**Task A**
From the text on home visitations by the Society of St. Vincent de Paul, transcribe the stretch from "Home visitations have the" through "access appropriate services.".
**Task B**
State whether each statement below agrees with the text on home visitations by the Society of St. Vincent de Paul, answering yes or no and quoting the words of the text that decide it: (i) Home visitations are carried out by a pair of Vincentians. (ii) The Society serves only those who share its Catholic faith. (iii) The text identifies Frédéric Ozanam as the Society's founder.
**Task C**
Write a continuation of the text on home visitations by the Society of St. Vincent de Paul, beginning after its final sentence.

═══ Provided text ═══

From the very beginning and throughout the Society’s 184+ years of existence around the world, home visitations have been at the core and heart of the work of Vincentians (lay members of the Society of St. Vincent de Paul). Although Frédéric Ozanam, our founder, was open to all forms of charities and the Society has responded to new and changing needs by establishing Special Works, home visitations continue to be the way that most Vincentians choose to make person-to-person contact with those in need.
Home visitations have the following characteristics:
They are made by a pair of Vincentians to the home of a person seeking assistance from the Society.
Generally, the call for assistance will be directed to the Society’s phone number or to the parish office of the Catholic church in its service area.
Although the Society is a Catholic organization, we visit and serve anyone requesting assistance, on a non-denominational basis, regardless of religious beliefs or affiliations.
People may call the Society for various types of assistance. Some may need a compassionate ear. Some may need some emergency assistance in the form of food vouchers or clothing. Others may need some information that will help them access appropriate services.

═══ Material shown ═══

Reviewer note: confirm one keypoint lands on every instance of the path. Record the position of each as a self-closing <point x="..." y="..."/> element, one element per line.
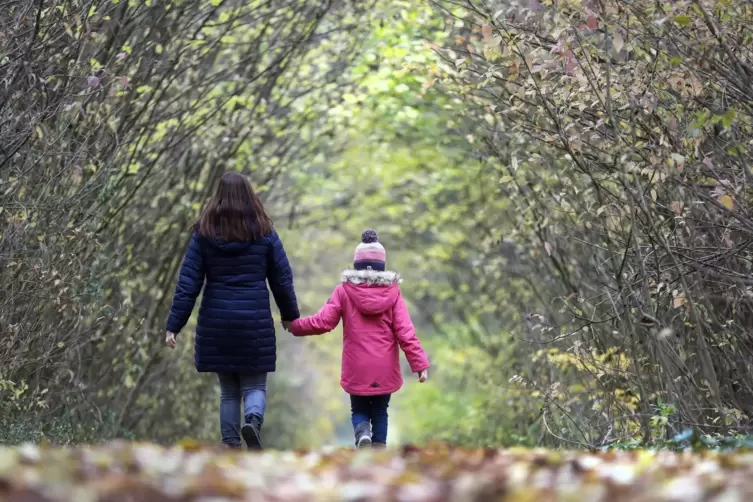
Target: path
<point x="121" y="472"/>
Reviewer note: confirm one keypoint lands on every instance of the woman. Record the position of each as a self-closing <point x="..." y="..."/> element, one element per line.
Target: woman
<point x="235" y="248"/>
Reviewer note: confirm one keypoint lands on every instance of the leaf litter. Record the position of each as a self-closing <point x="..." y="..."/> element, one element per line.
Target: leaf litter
<point x="120" y="472"/>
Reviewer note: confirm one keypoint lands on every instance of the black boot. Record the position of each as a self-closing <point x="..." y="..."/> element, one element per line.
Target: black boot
<point x="363" y="435"/>
<point x="251" y="432"/>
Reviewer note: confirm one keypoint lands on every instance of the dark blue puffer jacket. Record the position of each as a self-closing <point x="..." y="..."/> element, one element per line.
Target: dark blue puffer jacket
<point x="235" y="331"/>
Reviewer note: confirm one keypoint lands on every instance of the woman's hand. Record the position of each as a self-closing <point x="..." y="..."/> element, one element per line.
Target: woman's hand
<point x="170" y="339"/>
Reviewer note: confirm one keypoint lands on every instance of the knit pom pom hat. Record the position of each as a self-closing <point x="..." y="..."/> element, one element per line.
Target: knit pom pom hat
<point x="369" y="253"/>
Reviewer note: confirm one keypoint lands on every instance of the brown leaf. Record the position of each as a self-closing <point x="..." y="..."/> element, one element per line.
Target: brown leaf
<point x="487" y="31"/>
<point x="727" y="201"/>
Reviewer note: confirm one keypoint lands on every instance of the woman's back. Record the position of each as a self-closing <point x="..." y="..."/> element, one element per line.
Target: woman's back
<point x="233" y="253"/>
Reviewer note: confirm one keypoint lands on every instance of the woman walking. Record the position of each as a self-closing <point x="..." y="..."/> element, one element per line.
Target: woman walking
<point x="235" y="249"/>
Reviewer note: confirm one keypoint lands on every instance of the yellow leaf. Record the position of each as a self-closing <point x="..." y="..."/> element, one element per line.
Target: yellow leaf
<point x="679" y="300"/>
<point x="727" y="201"/>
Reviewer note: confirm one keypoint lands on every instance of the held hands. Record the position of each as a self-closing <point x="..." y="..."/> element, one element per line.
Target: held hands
<point x="170" y="339"/>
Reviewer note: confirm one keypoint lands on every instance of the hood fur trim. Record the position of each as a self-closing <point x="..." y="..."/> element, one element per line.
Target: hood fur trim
<point x="371" y="277"/>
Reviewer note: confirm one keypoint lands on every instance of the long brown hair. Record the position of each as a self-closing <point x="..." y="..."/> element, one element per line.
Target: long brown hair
<point x="235" y="213"/>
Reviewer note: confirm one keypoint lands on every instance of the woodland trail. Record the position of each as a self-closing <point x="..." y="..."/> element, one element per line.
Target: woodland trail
<point x="120" y="472"/>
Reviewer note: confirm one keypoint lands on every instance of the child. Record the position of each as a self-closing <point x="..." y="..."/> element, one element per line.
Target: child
<point x="375" y="322"/>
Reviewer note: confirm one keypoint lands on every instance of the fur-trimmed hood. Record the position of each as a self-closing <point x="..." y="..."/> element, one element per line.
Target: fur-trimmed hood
<point x="371" y="277"/>
<point x="371" y="291"/>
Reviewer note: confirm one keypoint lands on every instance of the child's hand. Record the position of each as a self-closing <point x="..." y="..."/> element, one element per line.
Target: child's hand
<point x="170" y="339"/>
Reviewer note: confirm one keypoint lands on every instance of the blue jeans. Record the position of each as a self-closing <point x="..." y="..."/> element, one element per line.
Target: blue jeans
<point x="252" y="388"/>
<point x="371" y="409"/>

═══

**Expected answer A**
Home visitations have the following characteristics:
They are made by a pair of Vincentians to the home of a person seeking assistance from the Society.
Generally, the call for assistance will be directed to the Society’s phone number or to the parish office of the Catholic church in its service area.
Although the Society is a Catholic organization, we visit and serve anyone requesting assistance, on a non-denominational basis, regardless of religious beliefs or affiliations.
People may call the Society for various types of assistance. Some may need a compassionate ear. Some may need some emergency assistance in the form of food vouchers or clothing. Others may need some information that will help them access appropriate services.

**Expected answer B**
(i) Yes: "They are made by a pair of Vincentians to the home of a person seeking assistance from the Society."
(ii) No: "we visit and serve anyone requesting assistance, on a non-denominational basis, regardless of religious beliefs or affiliations."
(iii) Yes: "Frédéric Ozanam, our founder"

**Expected answer C**
The past two decades have seen increasing disparity in economic levels in our society with the rich getting richer and the poor getting food banks, alienation, and indifference. Thus visitation remains an important Vincentian activity, and is the normal starting point of contact between the poor and Vincentians.
During visitations we carry a heavy burden, because we represent the Society. Just as we are there to gather information and assess need, we too are being assessed and judged for the sincerity of our intention and the authenticity of our faith. Our aim is to bring the healing presence and power of Christ. The following dispositions will help us carry out this sacred task.
Compassion and Understanding:
An essential part of this is a willingness to listen to those we visit. Resist the urge to judge or react in any way that wounds their dignity as human beings, or as brothers and sisters in Christ. Our attitude to those we visit will largely determine their attitude towards us. A smile and positive disposition will help them relax, lessen their embarrassment and assist them to be receptive to our guidance.
We must accept people as they really are, and have a sincere interest in people as individuals. We will not seek to change individuals, but seek to change the environments in which individuals find themselves. Acceptance means trying to understand the problem from the person’s point of view.
Encouragement: Although we may come across situations that, from human terms, seem hopeless, we know all things are possible. We should share this optimism in our visits and encourage them in their efforts to help themselves.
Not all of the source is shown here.